## begin Data entries
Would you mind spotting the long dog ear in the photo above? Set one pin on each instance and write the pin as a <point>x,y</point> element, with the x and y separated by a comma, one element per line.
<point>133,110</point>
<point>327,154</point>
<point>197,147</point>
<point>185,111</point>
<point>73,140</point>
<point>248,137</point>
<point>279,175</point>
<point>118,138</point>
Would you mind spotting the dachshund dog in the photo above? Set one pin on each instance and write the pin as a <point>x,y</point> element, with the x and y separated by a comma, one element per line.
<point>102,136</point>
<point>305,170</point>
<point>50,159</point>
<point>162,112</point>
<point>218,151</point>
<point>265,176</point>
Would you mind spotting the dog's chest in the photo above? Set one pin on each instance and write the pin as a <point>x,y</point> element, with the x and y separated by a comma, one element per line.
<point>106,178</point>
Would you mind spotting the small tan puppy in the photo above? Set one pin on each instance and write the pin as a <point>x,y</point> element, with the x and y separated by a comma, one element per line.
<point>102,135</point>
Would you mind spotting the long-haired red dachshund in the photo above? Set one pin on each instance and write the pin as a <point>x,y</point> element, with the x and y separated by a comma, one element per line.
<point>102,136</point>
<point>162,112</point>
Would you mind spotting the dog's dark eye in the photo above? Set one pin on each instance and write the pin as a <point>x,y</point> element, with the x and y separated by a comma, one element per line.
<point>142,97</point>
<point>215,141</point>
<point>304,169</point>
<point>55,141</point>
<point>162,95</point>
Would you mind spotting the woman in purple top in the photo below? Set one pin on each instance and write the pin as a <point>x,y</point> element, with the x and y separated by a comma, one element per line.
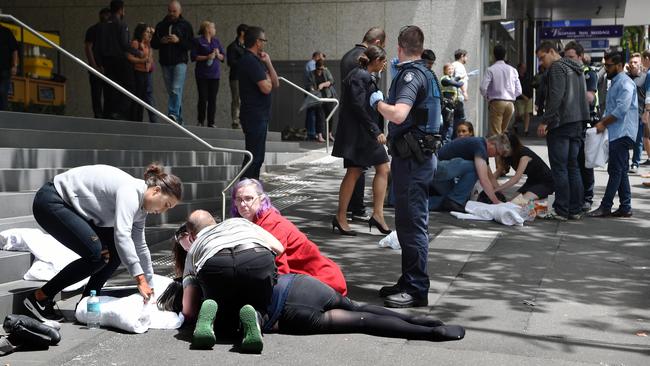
<point>207,49</point>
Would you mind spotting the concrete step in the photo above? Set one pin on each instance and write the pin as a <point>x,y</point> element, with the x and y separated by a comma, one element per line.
<point>30,121</point>
<point>54,139</point>
<point>13,265</point>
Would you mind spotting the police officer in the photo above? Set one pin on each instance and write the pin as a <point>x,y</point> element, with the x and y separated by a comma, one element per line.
<point>413,109</point>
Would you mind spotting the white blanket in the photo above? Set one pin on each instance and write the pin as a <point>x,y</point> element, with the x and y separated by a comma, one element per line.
<point>51,256</point>
<point>505,213</point>
<point>130,314</point>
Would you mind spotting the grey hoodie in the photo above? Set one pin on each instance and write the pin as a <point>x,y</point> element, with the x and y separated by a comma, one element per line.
<point>566,94</point>
<point>110,197</point>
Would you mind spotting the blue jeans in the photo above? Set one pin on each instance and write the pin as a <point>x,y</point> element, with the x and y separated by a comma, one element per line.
<point>63,222</point>
<point>255,141</point>
<point>5,80</point>
<point>411,182</point>
<point>563,147</point>
<point>454,180</point>
<point>617,169</point>
<point>174,77</point>
<point>637,149</point>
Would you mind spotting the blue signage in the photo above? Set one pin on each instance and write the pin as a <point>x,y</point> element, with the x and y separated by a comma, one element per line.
<point>594,44</point>
<point>567,23</point>
<point>598,31</point>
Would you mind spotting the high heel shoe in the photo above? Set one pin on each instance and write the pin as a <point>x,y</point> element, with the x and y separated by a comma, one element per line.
<point>335,224</point>
<point>372,222</point>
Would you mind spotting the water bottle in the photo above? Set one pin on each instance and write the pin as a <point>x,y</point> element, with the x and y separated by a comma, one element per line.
<point>93,311</point>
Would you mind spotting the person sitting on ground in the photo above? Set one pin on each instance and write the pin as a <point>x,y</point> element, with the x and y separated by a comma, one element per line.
<point>303,305</point>
<point>233,265</point>
<point>300,255</point>
<point>99,212</point>
<point>464,129</point>
<point>539,182</point>
<point>462,162</point>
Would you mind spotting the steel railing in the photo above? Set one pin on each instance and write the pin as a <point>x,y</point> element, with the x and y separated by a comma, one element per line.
<point>322,100</point>
<point>145,105</point>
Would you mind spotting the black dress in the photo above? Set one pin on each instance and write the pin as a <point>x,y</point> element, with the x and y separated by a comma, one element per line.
<point>357,131</point>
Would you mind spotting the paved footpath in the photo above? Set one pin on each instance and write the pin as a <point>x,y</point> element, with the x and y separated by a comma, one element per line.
<point>547,293</point>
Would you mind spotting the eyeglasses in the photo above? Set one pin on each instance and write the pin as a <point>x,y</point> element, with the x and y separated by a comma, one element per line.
<point>181,232</point>
<point>247,200</point>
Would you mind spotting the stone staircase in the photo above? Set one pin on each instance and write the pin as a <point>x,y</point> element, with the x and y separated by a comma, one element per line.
<point>34,148</point>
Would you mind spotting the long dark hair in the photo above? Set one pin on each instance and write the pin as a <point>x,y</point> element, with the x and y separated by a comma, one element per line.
<point>171,185</point>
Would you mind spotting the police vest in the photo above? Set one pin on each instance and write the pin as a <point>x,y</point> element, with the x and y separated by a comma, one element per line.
<point>449,91</point>
<point>425,115</point>
<point>593,106</point>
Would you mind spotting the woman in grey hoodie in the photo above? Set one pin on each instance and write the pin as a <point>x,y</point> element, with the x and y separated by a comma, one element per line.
<point>99,212</point>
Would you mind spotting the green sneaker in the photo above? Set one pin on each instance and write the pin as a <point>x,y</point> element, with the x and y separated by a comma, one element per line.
<point>203,337</point>
<point>252,340</point>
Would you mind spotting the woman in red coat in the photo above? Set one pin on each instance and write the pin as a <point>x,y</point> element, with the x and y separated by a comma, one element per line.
<point>301,255</point>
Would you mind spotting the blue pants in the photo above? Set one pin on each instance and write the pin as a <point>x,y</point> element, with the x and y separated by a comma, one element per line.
<point>82,237</point>
<point>563,146</point>
<point>411,182</point>
<point>454,180</point>
<point>255,140</point>
<point>637,149</point>
<point>617,169</point>
<point>174,76</point>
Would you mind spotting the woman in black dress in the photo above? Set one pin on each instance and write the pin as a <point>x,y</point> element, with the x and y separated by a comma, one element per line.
<point>360,140</point>
<point>539,182</point>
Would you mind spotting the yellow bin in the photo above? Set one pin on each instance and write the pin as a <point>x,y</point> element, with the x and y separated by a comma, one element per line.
<point>39,67</point>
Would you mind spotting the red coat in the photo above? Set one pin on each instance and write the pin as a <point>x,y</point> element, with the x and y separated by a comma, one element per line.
<point>301,255</point>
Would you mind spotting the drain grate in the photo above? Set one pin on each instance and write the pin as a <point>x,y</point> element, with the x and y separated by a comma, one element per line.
<point>468,240</point>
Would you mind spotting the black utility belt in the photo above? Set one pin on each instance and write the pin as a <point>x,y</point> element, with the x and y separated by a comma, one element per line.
<point>420,148</point>
<point>242,248</point>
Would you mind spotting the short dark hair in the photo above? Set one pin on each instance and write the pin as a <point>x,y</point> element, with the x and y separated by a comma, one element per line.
<point>242,28</point>
<point>251,36</point>
<point>545,47</point>
<point>116,5</point>
<point>429,55</point>
<point>374,34</point>
<point>411,40</point>
<point>573,45</point>
<point>499,52</point>
<point>615,57</point>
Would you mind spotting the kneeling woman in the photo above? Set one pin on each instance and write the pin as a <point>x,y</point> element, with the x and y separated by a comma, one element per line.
<point>539,182</point>
<point>99,212</point>
<point>300,255</point>
<point>304,305</point>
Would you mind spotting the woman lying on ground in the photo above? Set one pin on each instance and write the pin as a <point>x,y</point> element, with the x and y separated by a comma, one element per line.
<point>304,305</point>
<point>301,255</point>
<point>539,182</point>
<point>99,212</point>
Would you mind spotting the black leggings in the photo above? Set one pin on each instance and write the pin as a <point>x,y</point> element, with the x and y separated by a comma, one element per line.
<point>82,237</point>
<point>315,308</point>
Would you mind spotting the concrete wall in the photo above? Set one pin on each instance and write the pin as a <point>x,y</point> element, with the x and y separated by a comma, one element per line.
<point>295,28</point>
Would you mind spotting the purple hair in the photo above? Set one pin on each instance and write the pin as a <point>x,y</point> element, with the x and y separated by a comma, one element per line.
<point>265,201</point>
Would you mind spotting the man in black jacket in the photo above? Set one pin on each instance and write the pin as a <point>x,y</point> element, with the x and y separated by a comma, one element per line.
<point>374,36</point>
<point>234,52</point>
<point>566,111</point>
<point>173,39</point>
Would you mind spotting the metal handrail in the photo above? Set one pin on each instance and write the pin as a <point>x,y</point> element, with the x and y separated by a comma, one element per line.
<point>145,105</point>
<point>323,100</point>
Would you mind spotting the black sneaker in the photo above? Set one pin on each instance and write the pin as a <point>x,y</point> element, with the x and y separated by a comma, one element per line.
<point>42,310</point>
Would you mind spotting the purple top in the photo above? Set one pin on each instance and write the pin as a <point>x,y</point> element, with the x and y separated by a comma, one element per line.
<point>201,47</point>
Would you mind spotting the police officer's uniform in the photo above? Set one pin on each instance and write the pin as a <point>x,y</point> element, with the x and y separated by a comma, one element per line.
<point>413,166</point>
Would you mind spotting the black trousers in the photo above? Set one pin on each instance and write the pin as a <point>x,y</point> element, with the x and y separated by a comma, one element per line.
<point>234,279</point>
<point>97,91</point>
<point>208,90</point>
<point>116,104</point>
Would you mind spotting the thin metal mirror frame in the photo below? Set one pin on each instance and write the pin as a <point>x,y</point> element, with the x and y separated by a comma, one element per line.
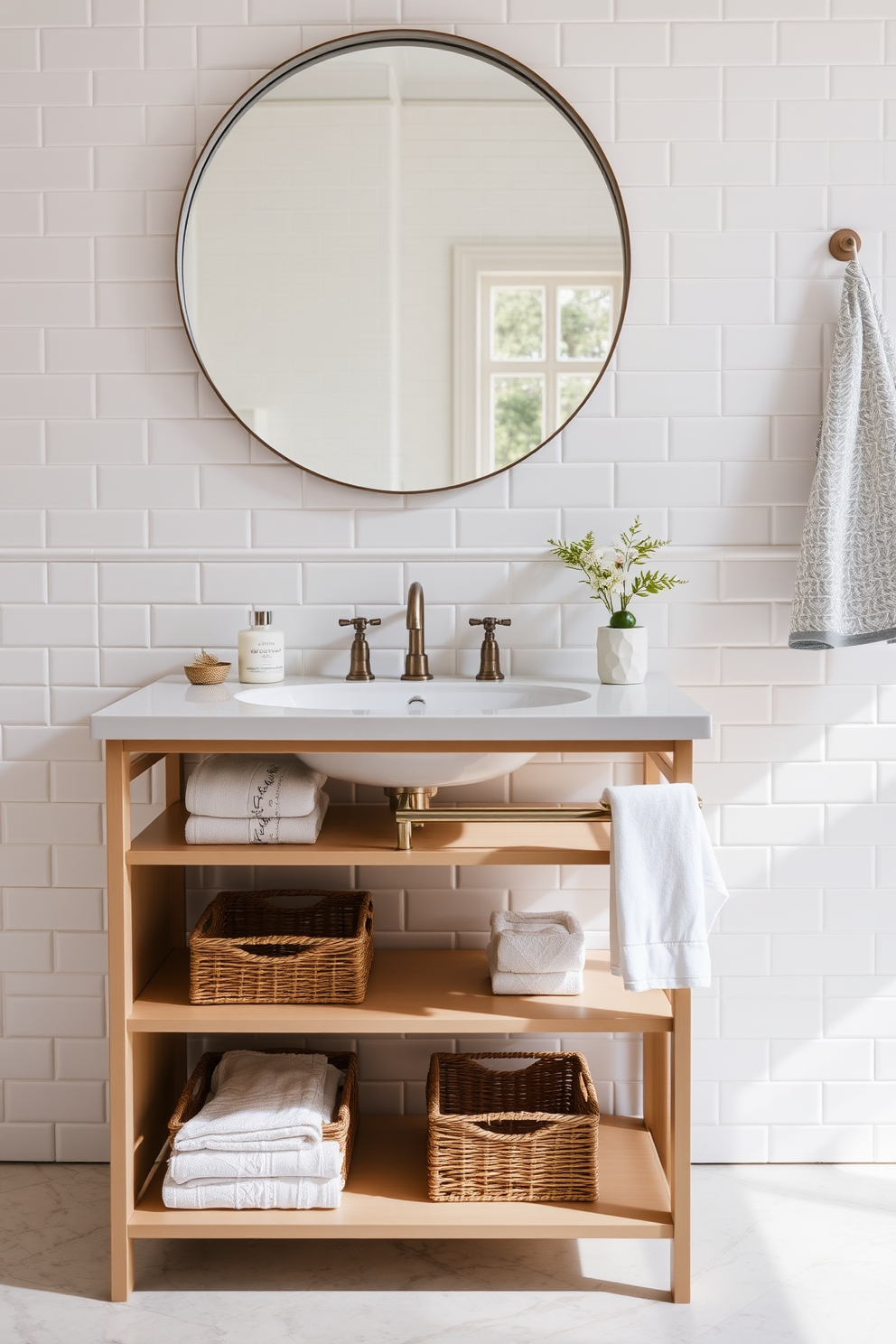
<point>408,38</point>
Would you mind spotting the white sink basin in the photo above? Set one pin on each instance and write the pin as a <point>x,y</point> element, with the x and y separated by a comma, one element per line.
<point>413,699</point>
<point>429,699</point>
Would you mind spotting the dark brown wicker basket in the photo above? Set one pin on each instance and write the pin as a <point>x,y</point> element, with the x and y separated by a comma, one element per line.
<point>342,1129</point>
<point>527,1134</point>
<point>248,950</point>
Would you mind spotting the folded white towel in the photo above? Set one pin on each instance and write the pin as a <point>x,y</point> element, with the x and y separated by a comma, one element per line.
<point>301,1192</point>
<point>531,944</point>
<point>665,887</point>
<point>537,983</point>
<point>320,1160</point>
<point>253,787</point>
<point>275,1099</point>
<point>258,829</point>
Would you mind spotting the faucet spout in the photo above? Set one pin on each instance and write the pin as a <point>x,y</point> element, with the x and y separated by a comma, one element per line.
<point>416,666</point>
<point>415,606</point>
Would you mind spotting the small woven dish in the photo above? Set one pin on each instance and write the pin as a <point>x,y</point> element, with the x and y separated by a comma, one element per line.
<point>342,1129</point>
<point>527,1134</point>
<point>206,669</point>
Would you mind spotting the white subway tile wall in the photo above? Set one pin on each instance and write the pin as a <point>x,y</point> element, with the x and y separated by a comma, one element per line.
<point>137,520</point>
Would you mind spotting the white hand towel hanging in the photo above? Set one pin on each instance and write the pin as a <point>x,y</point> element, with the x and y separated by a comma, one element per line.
<point>845,590</point>
<point>665,887</point>
<point>253,787</point>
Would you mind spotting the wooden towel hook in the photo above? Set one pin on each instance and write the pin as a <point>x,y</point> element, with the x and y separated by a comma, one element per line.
<point>845,244</point>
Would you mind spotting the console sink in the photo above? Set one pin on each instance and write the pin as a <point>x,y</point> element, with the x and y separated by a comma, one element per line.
<point>429,699</point>
<point>413,699</point>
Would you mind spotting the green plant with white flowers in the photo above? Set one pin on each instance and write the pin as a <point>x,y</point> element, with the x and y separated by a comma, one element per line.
<point>614,573</point>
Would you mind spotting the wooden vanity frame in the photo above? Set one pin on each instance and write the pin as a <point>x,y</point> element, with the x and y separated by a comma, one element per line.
<point>645,1165</point>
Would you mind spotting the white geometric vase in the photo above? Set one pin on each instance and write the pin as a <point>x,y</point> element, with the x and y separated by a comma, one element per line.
<point>622,655</point>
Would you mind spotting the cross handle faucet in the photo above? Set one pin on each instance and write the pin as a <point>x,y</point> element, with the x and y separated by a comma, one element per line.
<point>490,655</point>
<point>360,664</point>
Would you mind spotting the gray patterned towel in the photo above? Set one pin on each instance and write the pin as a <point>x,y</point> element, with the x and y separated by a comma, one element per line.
<point>845,590</point>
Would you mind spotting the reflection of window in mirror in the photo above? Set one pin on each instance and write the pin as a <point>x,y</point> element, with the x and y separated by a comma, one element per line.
<point>531,338</point>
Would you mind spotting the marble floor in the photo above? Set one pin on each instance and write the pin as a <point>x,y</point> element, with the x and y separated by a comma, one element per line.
<point>782,1255</point>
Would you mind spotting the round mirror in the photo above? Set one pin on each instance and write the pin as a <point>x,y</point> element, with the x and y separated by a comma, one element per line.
<point>402,261</point>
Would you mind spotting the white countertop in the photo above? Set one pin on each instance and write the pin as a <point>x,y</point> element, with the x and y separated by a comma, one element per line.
<point>171,710</point>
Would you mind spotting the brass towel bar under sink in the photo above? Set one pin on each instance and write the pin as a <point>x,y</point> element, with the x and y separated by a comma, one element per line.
<point>407,817</point>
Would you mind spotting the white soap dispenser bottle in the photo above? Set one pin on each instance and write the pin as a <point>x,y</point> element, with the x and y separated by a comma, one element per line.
<point>261,650</point>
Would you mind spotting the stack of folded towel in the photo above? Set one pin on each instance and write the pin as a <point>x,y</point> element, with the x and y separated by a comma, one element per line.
<point>258,1140</point>
<point>254,800</point>
<point>537,953</point>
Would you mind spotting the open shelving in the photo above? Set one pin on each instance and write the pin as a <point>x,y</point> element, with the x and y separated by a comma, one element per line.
<point>644,1164</point>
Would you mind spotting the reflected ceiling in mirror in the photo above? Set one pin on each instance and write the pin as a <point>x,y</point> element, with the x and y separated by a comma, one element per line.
<point>402,261</point>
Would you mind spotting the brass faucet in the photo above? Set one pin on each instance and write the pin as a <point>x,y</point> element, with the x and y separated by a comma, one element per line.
<point>490,653</point>
<point>360,664</point>
<point>416,666</point>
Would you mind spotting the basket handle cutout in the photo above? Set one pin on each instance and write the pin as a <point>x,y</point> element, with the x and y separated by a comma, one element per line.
<point>272,950</point>
<point>513,1128</point>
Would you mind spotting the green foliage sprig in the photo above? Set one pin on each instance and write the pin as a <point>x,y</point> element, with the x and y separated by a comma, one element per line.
<point>609,570</point>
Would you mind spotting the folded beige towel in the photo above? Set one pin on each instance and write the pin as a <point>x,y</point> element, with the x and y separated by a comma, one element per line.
<point>258,829</point>
<point>281,1099</point>
<point>253,787</point>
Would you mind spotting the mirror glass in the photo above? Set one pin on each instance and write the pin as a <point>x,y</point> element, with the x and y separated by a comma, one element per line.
<point>402,264</point>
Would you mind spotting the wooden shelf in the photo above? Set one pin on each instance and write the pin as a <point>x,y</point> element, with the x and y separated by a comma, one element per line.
<point>386,1198</point>
<point>367,835</point>
<point>416,992</point>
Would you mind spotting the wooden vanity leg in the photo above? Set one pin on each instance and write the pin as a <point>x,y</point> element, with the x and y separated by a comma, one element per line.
<point>680,1136</point>
<point>656,1093</point>
<point>120,1000</point>
<point>173,777</point>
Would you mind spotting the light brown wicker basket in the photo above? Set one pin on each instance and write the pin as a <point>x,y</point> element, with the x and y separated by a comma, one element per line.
<point>342,1129</point>
<point>523,1134</point>
<point>246,949</point>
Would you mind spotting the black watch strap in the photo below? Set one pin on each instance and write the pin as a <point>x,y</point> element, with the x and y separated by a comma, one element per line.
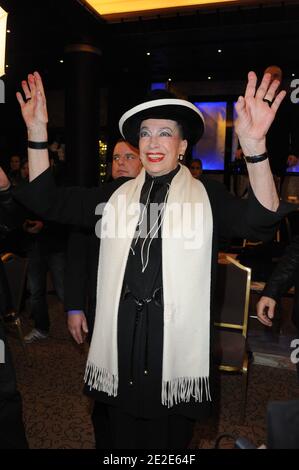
<point>256,158</point>
<point>37,145</point>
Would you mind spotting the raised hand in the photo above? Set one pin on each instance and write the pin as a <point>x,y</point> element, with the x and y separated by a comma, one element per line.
<point>34,106</point>
<point>4,181</point>
<point>255,116</point>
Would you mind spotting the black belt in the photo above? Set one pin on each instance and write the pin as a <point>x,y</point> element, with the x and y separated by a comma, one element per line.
<point>141,305</point>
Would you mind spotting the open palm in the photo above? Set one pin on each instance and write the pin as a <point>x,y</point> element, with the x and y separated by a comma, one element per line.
<point>255,116</point>
<point>34,107</point>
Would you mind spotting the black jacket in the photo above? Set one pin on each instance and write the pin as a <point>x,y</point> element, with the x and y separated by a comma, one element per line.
<point>231,217</point>
<point>286,275</point>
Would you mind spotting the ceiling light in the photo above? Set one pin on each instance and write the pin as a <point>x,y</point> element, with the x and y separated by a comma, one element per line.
<point>3,28</point>
<point>121,7</point>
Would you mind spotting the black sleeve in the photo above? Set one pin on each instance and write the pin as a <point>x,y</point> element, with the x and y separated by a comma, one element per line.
<point>76,271</point>
<point>242,218</point>
<point>283,277</point>
<point>67,205</point>
<point>12,214</point>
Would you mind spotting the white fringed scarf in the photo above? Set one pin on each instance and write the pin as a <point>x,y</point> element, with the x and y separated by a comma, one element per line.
<point>186,267</point>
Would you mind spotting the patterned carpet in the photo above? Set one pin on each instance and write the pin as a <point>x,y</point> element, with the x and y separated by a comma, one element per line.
<point>57,414</point>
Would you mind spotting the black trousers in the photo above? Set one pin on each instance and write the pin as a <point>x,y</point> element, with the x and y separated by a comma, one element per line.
<point>115,429</point>
<point>12,432</point>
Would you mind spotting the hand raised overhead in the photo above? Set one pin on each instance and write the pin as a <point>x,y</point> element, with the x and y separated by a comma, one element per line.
<point>255,116</point>
<point>34,106</point>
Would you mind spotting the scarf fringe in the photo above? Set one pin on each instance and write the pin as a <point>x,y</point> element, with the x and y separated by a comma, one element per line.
<point>183,388</point>
<point>101,379</point>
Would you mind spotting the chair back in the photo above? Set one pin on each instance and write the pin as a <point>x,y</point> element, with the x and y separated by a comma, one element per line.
<point>232,295</point>
<point>15,269</point>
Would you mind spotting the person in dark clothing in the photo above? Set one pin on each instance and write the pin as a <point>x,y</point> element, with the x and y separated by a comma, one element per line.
<point>82,268</point>
<point>150,357</point>
<point>83,254</point>
<point>12,431</point>
<point>285,275</point>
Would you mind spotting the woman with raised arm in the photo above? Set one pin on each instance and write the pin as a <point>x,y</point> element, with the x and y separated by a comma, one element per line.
<point>150,357</point>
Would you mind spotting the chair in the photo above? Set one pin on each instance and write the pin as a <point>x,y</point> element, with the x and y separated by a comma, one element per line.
<point>15,269</point>
<point>231,321</point>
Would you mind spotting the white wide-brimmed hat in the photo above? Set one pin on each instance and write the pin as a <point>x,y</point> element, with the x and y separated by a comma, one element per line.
<point>183,112</point>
## end Data entries
Could you repeat only the records starting with the line with "Would you mind spotting the concrete step" and going on through the line with "<point>413,109</point>", swapping "police officer" for "security guard" and leaving everything else unchanged?

Would you mind spotting the concrete step in the photo above? Set one pin on each instance and write the pin as a <point>x,y</point> element, with the x and y separated by a comma, one element per line.
<point>30,121</point>
<point>54,139</point>
<point>13,265</point>
Would you mind spotting the security guard in the photo above? Set one pin on each instance and write the pin as a <point>x,y</point> element, with the x and y separated by a comma, one element per line.
<point>413,109</point>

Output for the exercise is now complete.